Data extract:

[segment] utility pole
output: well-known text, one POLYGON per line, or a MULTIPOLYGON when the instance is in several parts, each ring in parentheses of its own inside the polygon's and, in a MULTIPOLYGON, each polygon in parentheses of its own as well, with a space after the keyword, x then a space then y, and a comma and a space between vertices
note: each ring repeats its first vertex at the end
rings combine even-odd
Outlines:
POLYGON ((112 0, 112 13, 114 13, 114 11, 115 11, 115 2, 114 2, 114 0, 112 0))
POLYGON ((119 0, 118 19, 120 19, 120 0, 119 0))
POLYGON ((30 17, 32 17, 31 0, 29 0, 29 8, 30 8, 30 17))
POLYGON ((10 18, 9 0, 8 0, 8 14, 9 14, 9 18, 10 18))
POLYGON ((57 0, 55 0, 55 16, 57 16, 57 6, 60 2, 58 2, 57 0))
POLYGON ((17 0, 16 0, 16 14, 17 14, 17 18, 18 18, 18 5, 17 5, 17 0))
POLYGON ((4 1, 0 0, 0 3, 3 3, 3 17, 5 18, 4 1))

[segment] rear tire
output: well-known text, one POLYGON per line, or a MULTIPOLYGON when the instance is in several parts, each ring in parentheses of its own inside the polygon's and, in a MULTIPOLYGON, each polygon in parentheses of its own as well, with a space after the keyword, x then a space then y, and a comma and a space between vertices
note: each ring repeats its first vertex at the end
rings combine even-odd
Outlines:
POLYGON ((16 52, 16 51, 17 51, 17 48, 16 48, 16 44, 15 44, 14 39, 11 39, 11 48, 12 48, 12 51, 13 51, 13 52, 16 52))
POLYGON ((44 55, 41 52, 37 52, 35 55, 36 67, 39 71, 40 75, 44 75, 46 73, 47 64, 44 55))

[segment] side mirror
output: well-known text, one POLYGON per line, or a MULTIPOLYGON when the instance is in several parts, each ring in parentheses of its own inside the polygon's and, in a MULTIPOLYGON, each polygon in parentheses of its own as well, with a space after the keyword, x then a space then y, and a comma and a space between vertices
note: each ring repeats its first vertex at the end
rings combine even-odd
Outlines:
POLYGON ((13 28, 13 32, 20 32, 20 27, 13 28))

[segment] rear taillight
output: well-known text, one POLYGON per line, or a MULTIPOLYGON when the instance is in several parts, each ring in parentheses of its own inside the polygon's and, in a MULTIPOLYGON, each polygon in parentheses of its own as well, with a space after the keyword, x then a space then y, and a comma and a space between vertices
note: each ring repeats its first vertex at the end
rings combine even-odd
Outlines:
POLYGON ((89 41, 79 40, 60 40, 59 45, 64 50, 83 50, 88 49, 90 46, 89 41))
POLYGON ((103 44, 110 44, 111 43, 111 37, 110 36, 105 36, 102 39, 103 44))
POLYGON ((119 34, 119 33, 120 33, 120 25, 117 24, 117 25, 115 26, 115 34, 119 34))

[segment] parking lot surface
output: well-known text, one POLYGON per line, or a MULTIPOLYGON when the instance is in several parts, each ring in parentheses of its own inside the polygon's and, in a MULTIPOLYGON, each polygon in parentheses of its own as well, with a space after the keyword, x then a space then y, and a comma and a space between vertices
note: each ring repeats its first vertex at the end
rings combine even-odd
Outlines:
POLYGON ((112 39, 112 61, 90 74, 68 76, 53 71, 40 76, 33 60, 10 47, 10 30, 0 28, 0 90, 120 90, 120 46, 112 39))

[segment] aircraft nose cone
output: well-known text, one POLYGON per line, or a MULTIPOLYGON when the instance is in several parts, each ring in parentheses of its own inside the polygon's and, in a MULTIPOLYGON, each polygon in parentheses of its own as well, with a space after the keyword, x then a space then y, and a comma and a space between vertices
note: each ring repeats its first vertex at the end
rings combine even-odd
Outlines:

Aim of the exercise:
Rewrite the material from its start through the line containing "POLYGON ((4 1, 0", replacing "utility pole" with "power pole" and leaving everything else unchanged.

Output below:
[segment] power pole
output: well-known text, one POLYGON per line, or a MULTIPOLYGON when the instance is in several parts, each ring in parentheses of its own inside the polygon's and, in a MULTIPOLYGON, each polygon in parentheses of its own as well, with a space after the keyword, x then a space then y, and a comma and a space between vertices
note: each ring repeats its first vertex at the end
rings combine even-odd
Outlines:
POLYGON ((112 0, 112 13, 114 13, 114 11, 115 11, 115 2, 114 2, 114 0, 112 0))
POLYGON ((119 0, 118 19, 120 19, 120 0, 119 0))
POLYGON ((30 17, 32 17, 31 0, 29 0, 29 8, 30 8, 30 17))
POLYGON ((10 18, 9 0, 8 0, 8 14, 9 14, 9 18, 10 18))
POLYGON ((57 0, 55 0, 55 16, 57 16, 57 6, 60 2, 58 2, 57 0))
POLYGON ((17 0, 16 0, 16 14, 17 14, 17 18, 18 18, 18 5, 17 5, 17 0))
POLYGON ((4 1, 0 0, 0 3, 3 3, 3 17, 5 18, 4 1))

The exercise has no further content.